──────── SOURCE PASSAGE ────────

Optimization of the arithmetic of the ideal class group for genus 4 hyperelliptic curves over projective coordinates

Rodrigo Abarzúa 1, , Nicolas Thériault 2, , Roberto Avanzi 3, , Ismael Soto 1, and  Miguel Alfaro 1,

1. 

Depto de Ingeniería Industrial, Universidad de Santiago de Chile, Av. Ecuador 3769, Santiago, Chile, Chile, Chile
2. 

Instituto de Matemática y Física, Universidad de Talca, Casilla 747, Talca
3. 

Fakultät für Mathematik, Ruhr-Universität Bochum and Horst Gösrtz Institut für IT-Sicherheit, Universitätsstraße 150, D-44780 Bochum, Germany

Received  May 2009 Revised  April 2010 Published  May 2010

The aim of this paper is to reduce the number of operations in Cantor's algorithm for the Jacobian group of hyperelliptic curves for genus 4 in projective coordinates. Specifically, we developed explicit doubling and addition formulas for genus 4 hyperelliptic curves over binary fields with $h(x)=1$. For these curves, we can perform a divisor doubling in $63M+19S$, while the explicit adding formula requires $203M+18S,$ and the mixed coordinates addition (in which one point is given in affine coordinates) is performed in $165M+15S$.

────────

Carry on the abstract on genus 4 hyperelliptic curve arithmetic from its last sentence. The records that come next are not needed for this work.

──────── EXCERPTED DATA ────────

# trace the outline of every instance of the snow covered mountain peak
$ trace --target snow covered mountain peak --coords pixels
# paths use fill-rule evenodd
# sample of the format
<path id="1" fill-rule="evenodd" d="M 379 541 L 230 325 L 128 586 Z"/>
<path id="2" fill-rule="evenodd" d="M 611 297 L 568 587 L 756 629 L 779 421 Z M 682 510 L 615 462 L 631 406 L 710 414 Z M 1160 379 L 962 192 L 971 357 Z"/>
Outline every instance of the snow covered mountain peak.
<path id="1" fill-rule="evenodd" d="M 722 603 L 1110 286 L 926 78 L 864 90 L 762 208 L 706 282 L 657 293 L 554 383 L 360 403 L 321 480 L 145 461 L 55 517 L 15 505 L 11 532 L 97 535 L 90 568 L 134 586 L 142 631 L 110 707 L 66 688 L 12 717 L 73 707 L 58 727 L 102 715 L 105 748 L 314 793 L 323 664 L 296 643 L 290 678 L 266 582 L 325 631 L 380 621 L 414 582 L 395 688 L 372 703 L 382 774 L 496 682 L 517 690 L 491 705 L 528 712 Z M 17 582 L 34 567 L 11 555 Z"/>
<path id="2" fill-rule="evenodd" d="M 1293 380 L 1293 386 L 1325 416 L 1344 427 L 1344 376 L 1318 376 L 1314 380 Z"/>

────────

■ TASK RESPONSE:
  These formulas can be useful for public key encryption in some environments where computing the inverse of a field element has a high computational cost (either in time, power consumption or hardware price), in particular with embedded microprocessors.
Keywords: projective coordinates., explicit formulas, genus 4, Hyperelliptic curves, binary field.
Mathematics Subject Classification: Primary: 58F15, 58F17; Secondary: 53C3.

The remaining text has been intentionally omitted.